● **Source data**
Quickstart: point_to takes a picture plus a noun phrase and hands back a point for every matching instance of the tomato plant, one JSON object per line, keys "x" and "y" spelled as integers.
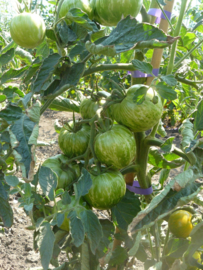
{"x": 119, "y": 83}
{"x": 66, "y": 172}
{"x": 116, "y": 147}
{"x": 180, "y": 223}
{"x": 27, "y": 30}
{"x": 107, "y": 190}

● **Problem description**
Leaving every picture aside, repeat the listing exactly.

● **Answer for this exercise**
Quickstart: point_to takes a picture plus a noun phrase and hands back a point for every matching instance of the tomato plant, one JSON object per line, keys "x" and "y" spelled as integers.
{"x": 119, "y": 83}
{"x": 66, "y": 172}
{"x": 116, "y": 147}
{"x": 180, "y": 223}
{"x": 27, "y": 30}
{"x": 107, "y": 190}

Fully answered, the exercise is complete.